>> begin Material
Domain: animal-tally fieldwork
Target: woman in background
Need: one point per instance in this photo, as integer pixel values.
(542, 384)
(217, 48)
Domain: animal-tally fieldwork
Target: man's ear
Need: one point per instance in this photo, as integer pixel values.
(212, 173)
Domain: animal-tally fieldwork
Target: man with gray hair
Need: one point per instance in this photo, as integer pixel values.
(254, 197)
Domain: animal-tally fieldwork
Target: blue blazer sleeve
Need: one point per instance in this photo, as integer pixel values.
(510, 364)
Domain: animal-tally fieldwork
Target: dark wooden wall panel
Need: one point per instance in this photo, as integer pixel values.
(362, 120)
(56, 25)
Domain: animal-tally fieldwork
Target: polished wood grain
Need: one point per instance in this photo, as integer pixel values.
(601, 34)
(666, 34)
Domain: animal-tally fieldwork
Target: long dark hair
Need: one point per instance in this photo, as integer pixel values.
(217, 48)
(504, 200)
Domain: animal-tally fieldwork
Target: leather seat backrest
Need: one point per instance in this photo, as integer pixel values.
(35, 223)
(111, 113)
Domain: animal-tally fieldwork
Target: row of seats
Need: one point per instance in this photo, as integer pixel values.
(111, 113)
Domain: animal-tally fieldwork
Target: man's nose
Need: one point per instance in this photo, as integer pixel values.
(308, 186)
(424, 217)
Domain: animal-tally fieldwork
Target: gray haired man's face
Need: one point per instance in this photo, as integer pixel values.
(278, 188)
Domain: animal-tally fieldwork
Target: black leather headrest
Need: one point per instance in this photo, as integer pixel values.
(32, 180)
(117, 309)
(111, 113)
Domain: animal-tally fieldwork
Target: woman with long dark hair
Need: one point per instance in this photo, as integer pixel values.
>> end Material
Exercise - Output each record exactly, leaving nothing out.

Final result -
Domain: animal-tally fieldwork
Target: woman in background
Need: one point per instance in this photo, as integer pixel values.
(542, 384)
(217, 48)
Domain: animal-tally fieldwork
Target: man's ear
Need: one point per instance in this photo, as integer pixel values.
(212, 173)
Domain: animal-tally fieldwork
Target: man with gray hair
Need: one point per instance in this photo, as integer pixel values.
(254, 197)
Domain: animal-tally fieldwork
Target: blue blazer sleeve
Need: one point per instance in this photo, as integer pixel values.
(510, 364)
Domain: animal-tally fieldwork
Target: dark wooden wall panel
Need: one point per instance in this photo, as integer pixel values.
(362, 120)
(56, 25)
Domain: animal-tally fieldwork
Target: polished wood grain
Need: one point per instance in this photo, as integer pixel values.
(601, 34)
(666, 34)
Domain: animal-tally fieldwork
Target: long dark hair
Need: one point per instance in this photo, as integer pixel values.
(217, 48)
(504, 200)
Domain: animal-tally fieldwork
Target: leather seat backrest
Need: one point per instance in this photo, as integer pixel values.
(35, 223)
(111, 113)
Domain: animal-tally fieldwork
Target: row of seats
Need: one point per instance in this photo, as integer pixel values.
(111, 113)
Domain: animal-tally fieldwork
Target: man's nose
Need: one point per instance in this photo, as integer pixel values.
(308, 186)
(424, 217)
Domain: animal-tally fieldwork
Target: gray haired man's face
Need: one point per instance in this photo, as integer pixel values.
(278, 188)
Domain: animal-tally fieldwork
Target: black leather headrest
Need: one point per instance in this photo, as integer pixel values.
(32, 180)
(117, 309)
(111, 113)
Domain: animal-tally fieldwork
Target: woman with long dark hair
Need: one point per instance in this photo, as integer pixel values.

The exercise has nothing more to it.